Augusto comenta que o problema se amplifica quando a tecnologia é utilizada como verdade absoluta, sem que as pessoas percebam que os algoritmos e dados automatizados produzidos em larga escala foram criados a partir de escolhas políticas que não são neutras. O docente conta que em bancos, por exemplo, são utilizados e-scores para prever a possibilidade de adimplência das pessoas tendo como base onde habita ou com quem se relaciona. Já dispositivos de predição criminal buscam prever se a pessoa voltará a delinquir ou mesmo determinará sua pena a cumprir levando em consideração a cor da pele, onde mora, se possui amigos com passagem na polícia, entre outros proxies que configuram opiniões (muitas vezes preconceituosas) no formato de código.
“Esses e outros sistemas tecnológicos apenas reforçam preconceitos. Porque dentro destes algoritmos nada mais estão do que escolhas políticas escolhidas que nada são neutras. Assim, eles ampliam o racismo da seletividade penal e invisibilizam as piores desigualdades”, finaliza Augusto.

» **Problema proposto 1**
Coloque todas as linhas da listagem, exceto as em branco, em uma tabela Markdown com as colunas Número e Linha.
O texto e a listagem vêm de fontes diferentes.

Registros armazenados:
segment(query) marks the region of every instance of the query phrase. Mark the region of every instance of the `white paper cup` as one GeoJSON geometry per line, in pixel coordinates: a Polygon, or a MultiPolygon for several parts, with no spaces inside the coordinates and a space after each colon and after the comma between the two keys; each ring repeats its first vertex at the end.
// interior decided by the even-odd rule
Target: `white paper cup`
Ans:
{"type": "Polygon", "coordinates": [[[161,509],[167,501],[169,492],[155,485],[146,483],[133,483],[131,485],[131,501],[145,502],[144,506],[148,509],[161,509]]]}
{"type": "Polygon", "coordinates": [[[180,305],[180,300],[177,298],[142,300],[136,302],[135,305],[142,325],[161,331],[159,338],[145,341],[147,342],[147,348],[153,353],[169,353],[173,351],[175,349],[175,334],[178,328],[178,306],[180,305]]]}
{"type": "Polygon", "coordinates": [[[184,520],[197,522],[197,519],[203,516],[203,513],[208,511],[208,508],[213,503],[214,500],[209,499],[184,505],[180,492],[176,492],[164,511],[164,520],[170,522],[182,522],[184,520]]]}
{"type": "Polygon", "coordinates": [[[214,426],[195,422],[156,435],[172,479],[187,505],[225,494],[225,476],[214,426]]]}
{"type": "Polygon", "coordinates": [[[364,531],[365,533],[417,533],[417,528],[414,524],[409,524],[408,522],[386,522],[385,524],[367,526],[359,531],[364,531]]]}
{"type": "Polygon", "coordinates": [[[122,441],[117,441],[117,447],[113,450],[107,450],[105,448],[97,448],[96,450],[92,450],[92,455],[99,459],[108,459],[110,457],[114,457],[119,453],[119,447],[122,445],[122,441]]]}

» **Problema proposto 2**
Segundo o texto sobre algoritmos e preconceito, o que os bancos utilizam para prever a possibilidade de adimplência das pessoas?

» **Resposta completa 1**
| Número | Linha |
|---|---|
| 1 | segment(query) marks the region of every instance of the query phrase. Mark the region of every instance of the `white paper cup` as one GeoJSON geometry per line, in pixel coordinates: a Polygon, or a MultiPolygon for several parts, with no spaces inside the coordinates and a space after each colon and after the comma between the two keys; each ring repeats its first vertex at the end. |
| 2 | // interior decided by the even-odd rule |
| 3 | Target: `white paper cup` |
| 4 | Ans: |
| 5 | {"type": "Polygon", "coordinates": [[[161,509],[167,501],[169,492],[155,485],[146,483],[133,483],[131,485],[131,501],[145,502],[144,506],[148,509],[161,509]]]} |
| 6 | {"type": "Polygon", "coordinates": [[[180,305],[180,300],[177,298],[142,300],[136,302],[135,305],[142,325],[161,331],[159,338],[145,341],[147,342],[147,348],[153,353],[169,353],[173,351],[175,349],[175,334],[178,328],[178,306],[180,305]]]} |
| 7 | {"type": "Polygon", "coordinates": [[[184,520],[197,522],[197,519],[203,516],[203,513],[208,511],[208,508],[213,503],[214,500],[209,499],[184,505],[180,492],[176,492],[164,511],[164,520],[170,522],[182,522],[184,520]]]} |
| 8 | {"type": "Polygon", "coordinates": [[[214,426],[195,422],[156,435],[172,479],[187,505],[225,494],[225,476],[214,426]]]} |
| 9 | {"type": "Polygon", "coordinates": [[[364,531],[365,533],[417,533],[417,528],[414,524],[409,524],[408,522],[386,522],[385,524],[367,526],[359,531],[364,531]]]} |
| 10 | {"type": "Polygon", "coordinates": [[[122,441],[117,441],[117,447],[113,450],[107,450],[105,448],[97,448],[96,450],[92,450],[92,455],[99,459],[108,459],[110,457],[114,457],[119,453],[119,447],[122,445],[122,441]]]} |

» **Resposta completa 2**
E-scores, com base em onde a pessoa habita ou com quem se relaciona.